§ **GIVEN PASSAGE**:
** BEGIN **
But . . .
An interesting side conversation erupted about the Customer Experience Improvement Program (CEIP).
The CEIP is that one check box in the server install that gives you the option to send some anonymous configuration information to Microsoft. Many people (I get the sense most people) disable this function.
Dean Paron, Principal Architect for the Home and Small Business Server products, was quite interested in getting more people to opt-in to this program. Of course, like you, I wanted to know why WE should care. Here is Dean's response:
- "At a high level, the Customer Experience Improvement Program (CEIP) collects information about how our customers use our programs, the problems they encounter, and automatically sends that information back to Microsoft on a regular basis. Each team at Microsoft 'instruments' their product to collect the most useful information for the product development team.
** END **
§ **ENTRIES SHOWN**:
** BEGIN **
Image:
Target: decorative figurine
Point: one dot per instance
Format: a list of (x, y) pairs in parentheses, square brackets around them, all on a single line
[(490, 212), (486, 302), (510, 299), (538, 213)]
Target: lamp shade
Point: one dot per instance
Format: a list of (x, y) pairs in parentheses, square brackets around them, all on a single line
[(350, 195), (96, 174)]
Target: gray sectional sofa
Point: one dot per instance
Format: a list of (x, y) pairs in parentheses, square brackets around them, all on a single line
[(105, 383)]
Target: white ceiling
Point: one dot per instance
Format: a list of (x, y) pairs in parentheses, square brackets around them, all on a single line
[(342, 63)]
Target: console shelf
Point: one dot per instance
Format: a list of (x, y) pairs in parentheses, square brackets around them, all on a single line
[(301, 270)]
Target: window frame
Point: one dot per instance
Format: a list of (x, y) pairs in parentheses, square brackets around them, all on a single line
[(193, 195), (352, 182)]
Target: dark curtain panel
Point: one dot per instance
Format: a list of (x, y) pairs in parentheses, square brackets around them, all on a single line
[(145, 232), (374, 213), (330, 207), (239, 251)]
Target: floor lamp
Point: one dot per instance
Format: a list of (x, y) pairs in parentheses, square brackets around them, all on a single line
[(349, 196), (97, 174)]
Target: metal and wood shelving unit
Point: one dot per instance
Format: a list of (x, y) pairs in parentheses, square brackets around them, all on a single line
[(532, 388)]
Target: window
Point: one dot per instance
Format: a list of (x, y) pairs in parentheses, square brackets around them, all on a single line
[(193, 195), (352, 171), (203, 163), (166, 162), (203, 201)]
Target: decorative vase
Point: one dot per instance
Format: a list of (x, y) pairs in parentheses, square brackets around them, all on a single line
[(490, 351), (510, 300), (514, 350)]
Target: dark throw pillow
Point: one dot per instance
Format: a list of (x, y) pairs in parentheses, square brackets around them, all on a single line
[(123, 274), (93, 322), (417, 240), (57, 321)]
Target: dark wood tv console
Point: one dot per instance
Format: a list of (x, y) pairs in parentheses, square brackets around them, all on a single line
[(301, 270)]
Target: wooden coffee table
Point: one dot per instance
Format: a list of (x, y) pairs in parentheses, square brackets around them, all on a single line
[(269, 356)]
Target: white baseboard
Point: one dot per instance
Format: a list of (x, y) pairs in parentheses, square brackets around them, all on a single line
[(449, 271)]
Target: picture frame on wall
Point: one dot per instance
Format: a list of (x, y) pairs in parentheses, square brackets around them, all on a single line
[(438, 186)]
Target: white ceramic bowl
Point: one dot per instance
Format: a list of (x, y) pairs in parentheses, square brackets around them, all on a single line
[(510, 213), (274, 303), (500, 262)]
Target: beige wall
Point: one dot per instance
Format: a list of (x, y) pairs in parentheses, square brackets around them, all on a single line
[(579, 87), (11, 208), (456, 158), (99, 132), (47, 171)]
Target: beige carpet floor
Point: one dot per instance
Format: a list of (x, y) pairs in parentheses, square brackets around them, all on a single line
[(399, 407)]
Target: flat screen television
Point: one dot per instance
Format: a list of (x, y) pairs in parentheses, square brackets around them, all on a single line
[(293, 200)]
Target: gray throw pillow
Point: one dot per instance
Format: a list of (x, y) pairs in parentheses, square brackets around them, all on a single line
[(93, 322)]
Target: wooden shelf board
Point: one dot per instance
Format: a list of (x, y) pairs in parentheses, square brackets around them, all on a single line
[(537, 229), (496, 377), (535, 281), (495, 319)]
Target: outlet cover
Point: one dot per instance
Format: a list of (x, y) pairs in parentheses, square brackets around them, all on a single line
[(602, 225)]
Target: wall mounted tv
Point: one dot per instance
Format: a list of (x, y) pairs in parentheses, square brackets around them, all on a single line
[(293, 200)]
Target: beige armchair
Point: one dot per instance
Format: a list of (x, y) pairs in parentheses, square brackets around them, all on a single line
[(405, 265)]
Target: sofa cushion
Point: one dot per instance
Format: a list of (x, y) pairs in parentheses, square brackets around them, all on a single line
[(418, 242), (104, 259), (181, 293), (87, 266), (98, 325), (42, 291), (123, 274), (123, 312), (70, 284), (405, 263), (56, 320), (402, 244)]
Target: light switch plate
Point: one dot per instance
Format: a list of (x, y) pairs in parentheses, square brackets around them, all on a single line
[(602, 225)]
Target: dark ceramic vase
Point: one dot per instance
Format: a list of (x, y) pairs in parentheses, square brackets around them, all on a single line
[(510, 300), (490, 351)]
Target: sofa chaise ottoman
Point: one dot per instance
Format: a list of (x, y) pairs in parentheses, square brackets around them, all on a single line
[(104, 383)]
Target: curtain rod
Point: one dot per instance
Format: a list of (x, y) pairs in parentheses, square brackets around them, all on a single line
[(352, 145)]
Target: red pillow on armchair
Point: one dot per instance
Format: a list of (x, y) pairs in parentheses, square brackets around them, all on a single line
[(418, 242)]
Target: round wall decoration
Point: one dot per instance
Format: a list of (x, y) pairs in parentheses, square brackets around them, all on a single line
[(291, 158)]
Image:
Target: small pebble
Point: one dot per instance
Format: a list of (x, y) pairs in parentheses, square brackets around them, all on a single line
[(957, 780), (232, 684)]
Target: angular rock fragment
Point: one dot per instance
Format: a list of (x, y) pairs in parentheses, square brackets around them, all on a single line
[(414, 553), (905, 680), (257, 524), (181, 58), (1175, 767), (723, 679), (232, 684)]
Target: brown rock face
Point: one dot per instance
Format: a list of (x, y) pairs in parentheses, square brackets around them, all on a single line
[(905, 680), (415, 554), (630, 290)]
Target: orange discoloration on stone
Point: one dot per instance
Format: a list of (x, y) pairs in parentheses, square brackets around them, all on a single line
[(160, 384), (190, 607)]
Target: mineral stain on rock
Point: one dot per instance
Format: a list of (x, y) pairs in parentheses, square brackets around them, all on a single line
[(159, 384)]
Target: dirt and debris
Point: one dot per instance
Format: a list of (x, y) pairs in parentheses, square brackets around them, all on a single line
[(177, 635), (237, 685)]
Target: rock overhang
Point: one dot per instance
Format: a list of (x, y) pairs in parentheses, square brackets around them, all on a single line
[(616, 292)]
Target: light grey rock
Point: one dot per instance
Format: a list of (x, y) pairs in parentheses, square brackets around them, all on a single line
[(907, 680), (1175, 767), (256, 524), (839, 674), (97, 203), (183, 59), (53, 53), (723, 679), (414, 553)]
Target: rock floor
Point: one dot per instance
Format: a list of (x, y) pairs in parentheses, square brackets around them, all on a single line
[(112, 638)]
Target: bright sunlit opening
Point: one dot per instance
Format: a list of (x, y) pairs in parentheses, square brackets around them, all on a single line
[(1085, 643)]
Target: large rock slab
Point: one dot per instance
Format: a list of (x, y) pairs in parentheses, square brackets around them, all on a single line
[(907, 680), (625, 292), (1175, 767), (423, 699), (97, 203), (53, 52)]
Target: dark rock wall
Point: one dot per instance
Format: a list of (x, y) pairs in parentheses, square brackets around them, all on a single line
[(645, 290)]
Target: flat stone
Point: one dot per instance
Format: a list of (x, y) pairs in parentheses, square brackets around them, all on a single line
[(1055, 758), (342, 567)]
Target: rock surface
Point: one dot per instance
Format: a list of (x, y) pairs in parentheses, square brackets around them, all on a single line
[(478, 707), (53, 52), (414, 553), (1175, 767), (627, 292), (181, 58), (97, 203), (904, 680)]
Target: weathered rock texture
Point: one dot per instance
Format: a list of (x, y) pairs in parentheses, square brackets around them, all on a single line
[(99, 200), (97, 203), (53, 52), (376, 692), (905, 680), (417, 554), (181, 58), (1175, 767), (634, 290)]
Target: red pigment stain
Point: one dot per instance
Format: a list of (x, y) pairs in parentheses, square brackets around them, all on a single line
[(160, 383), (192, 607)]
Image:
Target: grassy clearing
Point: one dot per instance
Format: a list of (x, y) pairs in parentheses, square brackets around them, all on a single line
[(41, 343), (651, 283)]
** END **
** BEGIN **
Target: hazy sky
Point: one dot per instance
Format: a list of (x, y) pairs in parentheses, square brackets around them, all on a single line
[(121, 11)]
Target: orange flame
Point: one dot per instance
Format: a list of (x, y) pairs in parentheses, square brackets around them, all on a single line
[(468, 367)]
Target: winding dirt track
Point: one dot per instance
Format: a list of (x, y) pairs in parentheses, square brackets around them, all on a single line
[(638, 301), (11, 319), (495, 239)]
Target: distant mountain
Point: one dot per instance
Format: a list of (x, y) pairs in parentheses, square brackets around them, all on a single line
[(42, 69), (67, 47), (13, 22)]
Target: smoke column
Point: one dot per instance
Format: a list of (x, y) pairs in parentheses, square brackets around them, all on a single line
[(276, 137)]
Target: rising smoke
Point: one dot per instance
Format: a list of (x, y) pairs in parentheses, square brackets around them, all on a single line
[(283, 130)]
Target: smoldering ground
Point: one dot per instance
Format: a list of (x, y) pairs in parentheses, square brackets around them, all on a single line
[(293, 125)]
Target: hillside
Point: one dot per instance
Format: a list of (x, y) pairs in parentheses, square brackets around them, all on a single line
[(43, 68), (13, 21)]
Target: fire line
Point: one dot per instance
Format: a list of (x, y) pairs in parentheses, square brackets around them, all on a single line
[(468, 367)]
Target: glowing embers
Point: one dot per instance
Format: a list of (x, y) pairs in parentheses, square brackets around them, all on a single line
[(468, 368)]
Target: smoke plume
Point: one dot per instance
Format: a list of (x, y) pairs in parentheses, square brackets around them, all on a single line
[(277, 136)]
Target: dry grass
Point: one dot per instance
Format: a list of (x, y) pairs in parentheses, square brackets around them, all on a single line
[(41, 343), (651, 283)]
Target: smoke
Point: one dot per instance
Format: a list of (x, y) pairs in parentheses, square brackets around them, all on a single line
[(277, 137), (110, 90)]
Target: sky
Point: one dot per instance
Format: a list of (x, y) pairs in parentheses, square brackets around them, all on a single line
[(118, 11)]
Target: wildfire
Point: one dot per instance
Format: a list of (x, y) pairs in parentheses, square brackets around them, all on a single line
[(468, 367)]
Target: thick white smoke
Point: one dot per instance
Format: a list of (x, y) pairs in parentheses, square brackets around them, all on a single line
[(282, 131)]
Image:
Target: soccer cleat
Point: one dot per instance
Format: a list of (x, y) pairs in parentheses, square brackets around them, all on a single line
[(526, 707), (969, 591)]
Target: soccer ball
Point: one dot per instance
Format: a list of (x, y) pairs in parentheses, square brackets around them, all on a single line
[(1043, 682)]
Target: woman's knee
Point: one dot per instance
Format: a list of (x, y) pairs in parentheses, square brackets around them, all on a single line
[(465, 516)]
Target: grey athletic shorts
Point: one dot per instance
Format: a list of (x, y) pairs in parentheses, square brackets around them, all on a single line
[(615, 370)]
** END **
§ **TO BE DONE**:
1. Could you rewrite the CEIP passage starting at "Dean Paron, Principal" and ending at "product development team.", changing "Principal Architect" to "Senior Architect"?
2. How would you put this sentence from the CEIP passage into Spanish: "Many people (I get the sense most people) disable this function."?

§ **EXPECTED ANSWERS**:
1.
Dean Paron, Senior Architect for the Home and Small Business Server products, was quite interested in getting more people to opt-in to this program. Of course, like you, I wanted to know why WE should care. Here is Dean's response:
- "At a high level, the Customer Experience Improvement Program (CEIP) collects information about how our customers use our programs, the problems they encounter, and automatically sends that information back to Microsoft on a regular basis. Each team at Microsoft 'instruments' their product to collect the most useful information for the product development team.

2. Muchas personas (tengo la impresión de que la mayoría) desactivan esta función.